## Task instructions:
1. Decide whether each statement agrees with the essay on unsigned agent instructions, answering yes or no and quoting the words that settle it: (a) agent instruction files are signed and reviewed; (b) a malicious payload in these files runs in your build; (c) for human developers, the org's security policy reaches them.
2. Print the part of the essay on unsigned agent instructions that opens with the words containing "Aman Bansal" and closes with "they’re executable instructions.".

## Passage to read:
--------------------------------------------------
Aman Bansal

The most powerful code in your repo is unsigned

· ai-security, supply-chain, governance

We review npm packages harder than we review the instructions telling our AI agents what to do.

SKILL.md files. .cursorrules. .windsurfrules. MCP server definitions. These steer how a coding agent reads your repo, generates code, and calls tools. Functionally, they’re executable instructions.

And they’re unsigned, unreviewed, and copy-pasted from the internet.

Two pipelines: a dependency passes review, pinning, signing and scanning before production; agent instruction files bypass every checkpoint and go straight to the coding agent.

A supply chain problem, not a prompt problem

We’ve spent years hardening the software supply chain: SBOMs, signing, dependency scanning, provenance. Then a whole new class of “code” showed up — one that configures the most powerful actor in the SDLC — and it goes through none of it.

The attack classes write themselves: instructions that fire on a trigger keyword, malicious helper scripts shipped next to a benign-looking manifest, over-broad tool permissions granted by default. None of this is exotic. It’s left-pad and typosquatting all over again, except the payload doesn’t run in your build — it runs in the thing that writes your code.

Three controls humans get. Agents get zero.

Zoom out and the instruction files are one symptom of a bigger gap. Your developers don’t write all your code anymore — their agents do. For human developers we have three controls so basic we forget they exist:

  1. Their instructions are reviewed. That’s what onboarding, standards, and code review are.
  2. Their output is checked against policy before it ships.
  3. The org’s security policy actually reaches them.
--------------------------------------------------
## Records provided:
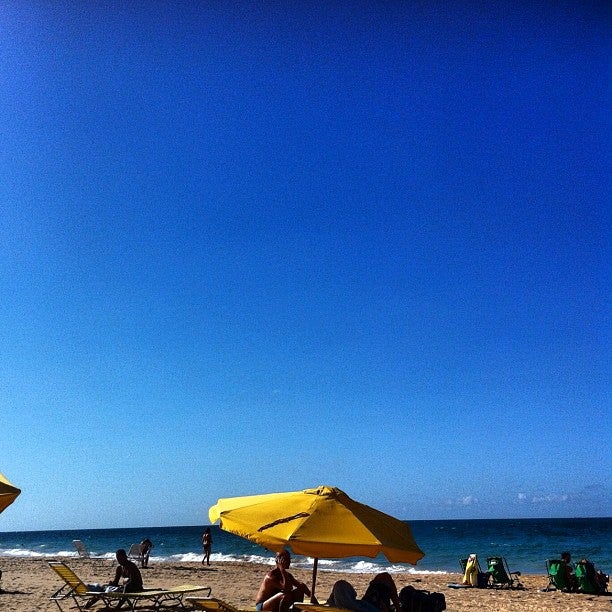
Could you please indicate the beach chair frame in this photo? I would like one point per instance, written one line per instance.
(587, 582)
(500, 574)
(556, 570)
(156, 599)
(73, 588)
--------------------------------------------------
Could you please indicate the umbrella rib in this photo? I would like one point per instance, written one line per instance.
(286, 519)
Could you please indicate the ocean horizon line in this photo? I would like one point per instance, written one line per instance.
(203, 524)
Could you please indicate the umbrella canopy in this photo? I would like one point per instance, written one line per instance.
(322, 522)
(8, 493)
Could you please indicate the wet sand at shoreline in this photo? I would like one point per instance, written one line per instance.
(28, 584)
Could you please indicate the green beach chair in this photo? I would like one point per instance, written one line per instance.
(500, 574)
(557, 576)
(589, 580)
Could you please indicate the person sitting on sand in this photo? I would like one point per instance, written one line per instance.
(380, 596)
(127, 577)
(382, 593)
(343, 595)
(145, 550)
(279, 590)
--------------------------------------------------
## Answers to the tasks:
1.
(a) No: "And they’re unsigned, unreviewed, and copy-pasted from the internet."
(b) No: "the payload doesn’t run in your build — it runs in the thing that writes your code."
(c) Yes: "The org’s security policy actually reaches them."

2.
Aman Bansal

The most powerful code in your repo is unsigned

· ai-security, supply-chain, governance

We review npm packages harder than we review the instructions telling our AI agents what to do.

SKILL.md files. .cursorrules. .windsurfrules. MCP server definitions. These steer how a coding agent reads your repo, generates code, and calls tools. Functionally, they’re executable instructions.